◆ Excerpted text ◆
========================================

My memory is sometimes challenged but it looked the same as it had 50 years before. With all the air travel I do, being at a train station is amazing. 50 years before my wife and I had taken the family on the Northern route from Seattle to Chicago. The scenery was stunning and I got off at Whitefish to absorb the beauty of the station and the mountains beyond. If you have not been to Glacier Park and its vicinity, it needs to go on your bucket list.

50 years ago, I was at a key juncture in my life. The train trip, and even the stop in Whitefish, were times of prayer and reflection about my future. I’d worked hard, had my MBA, and a resume that included Ford Motor Company and Boise Cascade, Corporation. At Boise, I’d moved through two product management positions, a brief stint as National Accounts sales manager, and was now the Assistant to the Divisional VP. From an outsider’s perspective, the world was my oyster and moving up in the organization was a virtual certainty.

Yet, I was unsure. Are you familiar with this feeling?

========================================

◆ Entries ◆
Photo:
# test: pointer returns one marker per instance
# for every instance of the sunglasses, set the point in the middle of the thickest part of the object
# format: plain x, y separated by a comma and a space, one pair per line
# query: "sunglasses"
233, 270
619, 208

========================================

Write the next part of the account of the Whitefish train station and the career crossroads, picking up after its final line.

◆ Response below ◆
Often, we move or change jobs because we have to. This was somehow different. I was not yet a mature enough Christian to have developed the listening ear to what the Holy Spirit was saying. At the same time, I knew there was something more, or maybe just different that I was supposed to be doing. It was a major juncture in my life.

Perhaps the fact that railroads have junctions is what prompted my connection with that particular time in Whitefish and the issues of life transitions. Those times come up often enough so we know they are important, yet seldom enough to remember how important they are.

It is the decisions we make at the junctions of life that are so important.

They direct, or re-direct, our life’s journey. Often, they are the points in time when we change direction. But they can also be times of affirmation for our current course. I like to think of our life’s journey being represented by a river - the river of life.

Rivers continuously flow but the speed of the flow is not always constant. On the train from Durango, Colorado to Silverton you shadow a river most of the time. While it is all beautiful, you can’t help but notice how the river changes. It becomes narrower at points and speeds up dramatically. The fast flow opens up to a wide spot where it slows down and becomes peaceful. The color of the water also changes depending on the color of the rock, the sand, and the sun.

Our lives are similar to that river.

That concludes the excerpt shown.